Quoted passage ->
══════
Gagliardi et al (2018) studied the act of rebuilding the ecosystem of the gut following its experience of dysbiosis. The gut undergos significant fluctuations that are often accompanied by undesirable health outcomes. These fluctuations are influenced by lifestyle, stress, nutrition and antibiotics, and to rebalance the ecosystem of the gut would involve a personalised therapy that factors in all of these. Gagliardi et al (2018) noted that newer probiotic candidates have shown more promising results in counterbalancing the factors that lead to dysbiosis. There are trillions of microbes and many work with one another in the nature of gut dysbiosis; therefore, the authors discussed the need for a multi-probiotic approach. Other possible hopefuls in the tailored treatment of dysbiosis include faecal microbiota transplantation and bacterial consortium transplantation, predatory bacteria therapy, phage therapy and next generation probiotics.

Bolte et al (2021) examined long-term dietary patterns and their association with inflammation in the gut, notably looking at pro-inflammatory and anti-inflammatory features of the microbiome itself. The team found that there were shared responses of the gut microbiota to the diet among patients with Crohn's disease, ulcerative colitis and irritable bowel syndrome. They concluded that this may be relevant to other disease contexts where inflammation, gut microbial changes and nutrition are a common thread.

The microbiome in the gut can be modulated to produce a therapeutic effect against diseases within it.
══════
Task description ->
Write out the gut microbiome passage word for word, beginning at "Bolte et al" and stopping after "diseases within it.".

The data ->
══════
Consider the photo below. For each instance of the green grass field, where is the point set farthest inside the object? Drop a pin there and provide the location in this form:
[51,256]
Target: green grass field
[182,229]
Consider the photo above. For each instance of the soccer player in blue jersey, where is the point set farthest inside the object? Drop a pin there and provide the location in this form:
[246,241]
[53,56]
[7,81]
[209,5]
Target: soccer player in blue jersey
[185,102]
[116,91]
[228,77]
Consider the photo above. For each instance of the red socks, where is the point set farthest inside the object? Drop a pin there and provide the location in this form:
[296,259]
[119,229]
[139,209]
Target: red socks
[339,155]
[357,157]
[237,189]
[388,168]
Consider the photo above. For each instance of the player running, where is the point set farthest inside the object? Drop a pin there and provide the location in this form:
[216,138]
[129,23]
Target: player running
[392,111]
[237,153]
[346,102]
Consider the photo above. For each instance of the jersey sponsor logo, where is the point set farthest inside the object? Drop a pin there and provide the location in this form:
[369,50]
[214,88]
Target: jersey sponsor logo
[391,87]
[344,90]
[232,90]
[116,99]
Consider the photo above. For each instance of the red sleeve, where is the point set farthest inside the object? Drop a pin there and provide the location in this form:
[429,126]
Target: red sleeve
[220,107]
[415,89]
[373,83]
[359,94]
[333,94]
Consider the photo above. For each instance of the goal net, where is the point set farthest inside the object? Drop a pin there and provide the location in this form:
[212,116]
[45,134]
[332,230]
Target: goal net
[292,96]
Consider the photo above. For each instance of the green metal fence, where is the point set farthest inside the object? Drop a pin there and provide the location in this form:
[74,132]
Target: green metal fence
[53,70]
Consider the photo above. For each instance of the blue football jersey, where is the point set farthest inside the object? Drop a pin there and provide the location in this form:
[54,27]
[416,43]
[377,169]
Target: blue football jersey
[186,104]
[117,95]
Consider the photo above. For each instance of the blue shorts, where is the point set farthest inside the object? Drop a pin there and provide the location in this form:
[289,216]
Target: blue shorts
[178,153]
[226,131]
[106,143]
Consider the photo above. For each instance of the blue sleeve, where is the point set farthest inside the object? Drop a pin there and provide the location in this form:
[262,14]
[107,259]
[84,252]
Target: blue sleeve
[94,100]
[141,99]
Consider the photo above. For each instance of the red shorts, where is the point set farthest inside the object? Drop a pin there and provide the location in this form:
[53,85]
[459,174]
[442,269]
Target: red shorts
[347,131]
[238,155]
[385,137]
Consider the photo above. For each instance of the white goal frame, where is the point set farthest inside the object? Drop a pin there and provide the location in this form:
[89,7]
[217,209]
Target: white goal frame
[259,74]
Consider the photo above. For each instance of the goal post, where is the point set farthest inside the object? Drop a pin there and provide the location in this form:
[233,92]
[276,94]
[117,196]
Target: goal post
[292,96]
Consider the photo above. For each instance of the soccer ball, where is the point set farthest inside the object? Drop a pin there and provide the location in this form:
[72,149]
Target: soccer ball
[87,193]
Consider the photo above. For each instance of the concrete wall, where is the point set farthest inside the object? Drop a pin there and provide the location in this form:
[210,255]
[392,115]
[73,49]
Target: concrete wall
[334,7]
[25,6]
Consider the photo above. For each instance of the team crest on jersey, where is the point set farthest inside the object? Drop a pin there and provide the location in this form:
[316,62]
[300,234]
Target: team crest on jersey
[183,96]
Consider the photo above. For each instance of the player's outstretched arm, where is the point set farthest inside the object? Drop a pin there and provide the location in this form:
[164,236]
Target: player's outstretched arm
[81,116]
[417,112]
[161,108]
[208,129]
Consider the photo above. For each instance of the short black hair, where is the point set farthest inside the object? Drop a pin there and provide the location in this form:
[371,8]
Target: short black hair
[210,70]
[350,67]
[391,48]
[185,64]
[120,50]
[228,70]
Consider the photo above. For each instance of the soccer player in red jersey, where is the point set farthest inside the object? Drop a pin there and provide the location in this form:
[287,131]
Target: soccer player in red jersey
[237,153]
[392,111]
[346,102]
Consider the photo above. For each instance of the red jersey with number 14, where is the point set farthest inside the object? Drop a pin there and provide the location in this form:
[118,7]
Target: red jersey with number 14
══════
Result ->
Bolte et al (2021) examined long-term dietary patterns and their association with inflammation in the gut, notably looking at pro-inflammatory and anti-inflammatory features of the microbiome itself. The team found that there were shared responses of the gut microbiota to the diet among patients with Crohn's disease, ulcerative colitis and irritable bowel syndrome. They concluded that this may be relevant to other disease contexts where inflammation, gut microbial changes and nutrition are a common thread.

The microbiome in the gut can be modulated to produce a therapeutic effect against diseases within it.